**What to produce**.
Word for word, print every entry below.

(Data supplied begins)

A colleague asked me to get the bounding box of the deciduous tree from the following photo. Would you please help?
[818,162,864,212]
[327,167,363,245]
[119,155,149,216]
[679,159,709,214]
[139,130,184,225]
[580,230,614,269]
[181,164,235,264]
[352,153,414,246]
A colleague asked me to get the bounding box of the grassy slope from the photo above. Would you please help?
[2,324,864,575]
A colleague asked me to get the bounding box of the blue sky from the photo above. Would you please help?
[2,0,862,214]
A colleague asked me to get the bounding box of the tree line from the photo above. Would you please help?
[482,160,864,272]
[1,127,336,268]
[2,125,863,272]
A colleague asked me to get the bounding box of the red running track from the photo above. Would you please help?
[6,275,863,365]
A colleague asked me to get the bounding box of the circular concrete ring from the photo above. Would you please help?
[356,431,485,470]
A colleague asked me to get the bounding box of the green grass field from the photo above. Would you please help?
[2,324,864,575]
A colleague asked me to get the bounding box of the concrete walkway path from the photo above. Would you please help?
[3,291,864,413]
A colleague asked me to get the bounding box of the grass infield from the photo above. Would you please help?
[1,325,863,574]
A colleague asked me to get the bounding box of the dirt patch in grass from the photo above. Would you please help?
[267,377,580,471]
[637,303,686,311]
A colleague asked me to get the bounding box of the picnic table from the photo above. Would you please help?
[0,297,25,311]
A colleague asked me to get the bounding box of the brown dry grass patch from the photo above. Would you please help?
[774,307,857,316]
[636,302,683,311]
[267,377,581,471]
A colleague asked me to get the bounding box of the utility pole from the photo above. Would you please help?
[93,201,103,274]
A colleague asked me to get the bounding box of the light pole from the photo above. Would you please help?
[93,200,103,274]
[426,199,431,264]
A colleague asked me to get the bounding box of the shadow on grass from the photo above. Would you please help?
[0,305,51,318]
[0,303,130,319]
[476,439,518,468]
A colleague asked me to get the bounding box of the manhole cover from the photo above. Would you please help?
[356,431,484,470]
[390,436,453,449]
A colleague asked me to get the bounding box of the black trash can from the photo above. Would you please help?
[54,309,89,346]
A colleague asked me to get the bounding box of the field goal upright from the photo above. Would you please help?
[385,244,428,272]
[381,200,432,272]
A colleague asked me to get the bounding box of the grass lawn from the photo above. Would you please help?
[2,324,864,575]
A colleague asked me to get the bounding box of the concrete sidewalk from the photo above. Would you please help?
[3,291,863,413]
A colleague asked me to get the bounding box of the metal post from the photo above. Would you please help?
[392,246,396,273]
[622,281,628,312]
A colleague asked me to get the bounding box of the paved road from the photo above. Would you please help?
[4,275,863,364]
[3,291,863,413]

(Data supplied ends)

**Result of the exercise**.
A colleague asked me to get the bounding box of the deciduous tree from the following photo. Would you please help?
[818,162,864,212]
[327,167,363,245]
[119,155,149,216]
[679,159,709,214]
[139,130,184,225]
[580,230,614,269]
[181,164,235,264]
[352,153,414,246]
A colleague asked me to get the bounding box of the grassy slope from the photo above. Would you please help?
[2,324,864,575]
A colleague asked me to get the bounding box of the blue sky from the photo above. Would you please help?
[2,0,862,214]
A colleague asked me to get the bounding box of the tree line from the photo above. Would you please help?
[482,160,864,272]
[1,127,336,268]
[2,125,863,272]
A colleague asked me to get the bounding box of the red running track from the photo above. Would you please help?
[6,275,863,365]
A colleague asked me to get the bounding box of the circular concrete ring from the photo above. Would you please help?
[356,431,485,470]
A colleague asked me to get the bounding box of the green grass field from the photo above. Would you please help?
[2,324,864,575]
A colleague asked me to get the bounding box of the concrete walkway path from the photo above. Would you please help?
[3,291,864,413]
A colleague asked me to get the bounding box of the grass infield from the photo above. Would you please help?
[1,325,863,574]
A colleague asked me to get the bounding box of the dirt patch in grass from the photo above. Would you please help?
[267,377,580,471]
[637,303,686,311]
A colleague asked me to get the bounding box of the picnic table from the photo above. Would you please help?
[0,297,25,311]
A colleague asked me to get the bounding box of the brown dry grass patch from the photo above. Would you please help?
[774,307,857,316]
[636,302,683,311]
[267,377,581,471]
A colleague asked me to get the bounding box of the utility pole from the photo above. Would you please help?
[93,201,103,274]
A colleague asked me to get the bounding box of the light pole from the photo above. Would you please help?
[93,200,103,274]
[426,199,431,264]
A colleague asked me to get the bounding box of the shadow on grass from the photo above. Would you please help?
[0,305,51,318]
[0,303,130,319]
[476,439,518,468]
A colleague asked me to get the bounding box of the manhole cover from the photo above. Would you please help?
[356,431,484,470]
[390,436,453,449]
A colleague asked me to get the bounding box of the black trash can from the photo above. Would you please help?
[54,309,89,346]
A colleague asked me to get the bounding box of the field goal upright from the photo above. Would you please help?
[385,244,428,272]
[381,200,432,272]
A colleague asked me to get the bounding box of the grass lawn from the photo above. Would you please help?
[2,324,864,575]
A colleague asked me to get the bounding box of the concrete sidewalk from the photo above. Would you please help?
[3,291,863,413]
A colleague asked me to get the bounding box of the metal post from the photo above. Would you please help?
[392,246,396,273]
[622,281,628,312]
A colleague asked me to get the bounding box of the paved road from the photo above. Would you please help?
[4,275,863,364]
[3,291,863,413]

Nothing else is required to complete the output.